Please reproduce each of the lines below word for word, leaving out the pictures.

****************

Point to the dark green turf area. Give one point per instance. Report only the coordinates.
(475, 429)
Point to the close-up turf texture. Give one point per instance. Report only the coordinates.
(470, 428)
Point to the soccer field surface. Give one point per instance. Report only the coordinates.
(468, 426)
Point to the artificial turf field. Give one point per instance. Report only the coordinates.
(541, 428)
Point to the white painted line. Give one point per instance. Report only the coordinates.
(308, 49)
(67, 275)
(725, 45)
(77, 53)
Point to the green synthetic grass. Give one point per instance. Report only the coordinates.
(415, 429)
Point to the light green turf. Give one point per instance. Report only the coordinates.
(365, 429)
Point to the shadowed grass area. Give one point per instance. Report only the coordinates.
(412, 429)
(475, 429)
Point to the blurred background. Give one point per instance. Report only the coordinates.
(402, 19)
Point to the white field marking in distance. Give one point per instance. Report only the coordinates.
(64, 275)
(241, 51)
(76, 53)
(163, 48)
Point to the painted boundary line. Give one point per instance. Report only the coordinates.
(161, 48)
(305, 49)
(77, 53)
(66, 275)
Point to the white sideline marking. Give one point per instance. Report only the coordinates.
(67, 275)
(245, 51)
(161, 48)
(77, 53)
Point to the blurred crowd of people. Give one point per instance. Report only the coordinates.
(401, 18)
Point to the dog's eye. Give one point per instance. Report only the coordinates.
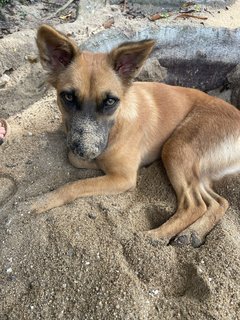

****************

→ Correct response
Point to the dark green turf area. Give one point per instance. Report only the coordinates.
(475, 429)
Point to the close-up turf texture. Give one point per instance. Report only the coordinates.
(470, 428)
Point to the soccer field surface. Give one point per instance. Report only the coordinates.
(468, 426)
Point to the artificial turf field. Give one point per instance. Report only the coordinates.
(541, 428)
Point to the white painted line. Give one point per instance. Report only the coordinates.
(308, 49)
(67, 275)
(725, 45)
(77, 53)
Point to the green synthetic grass. Give one point per instance. Report only the coordinates.
(415, 429)
Point to the light green turf. Give one point per instance. Report only the coordinates.
(365, 429)
Point to the shadowed grass area. Give one point per instance. Report only the coordinates.
(412, 429)
(475, 429)
Point to the blurred background. Give one point per instance. Report only the coordinates.
(402, 19)
Point to the white field marking in distance. Give one point per instance. Report only the coordinates.
(64, 275)
(241, 51)
(76, 53)
(163, 48)
Point to the painted boundary line. Give one point per instance. Report only the coordinates.
(161, 48)
(305, 49)
(77, 53)
(66, 275)
Point to the white sideline marking. Give one point per instance. Report only the coordinates.
(67, 275)
(245, 51)
(161, 48)
(77, 53)
Point to the blurred crowd of people. Give one point per instance. Report only the coordinates.
(401, 18)
Point to the dog's eye. Give one point per instance. Report only the coordinates.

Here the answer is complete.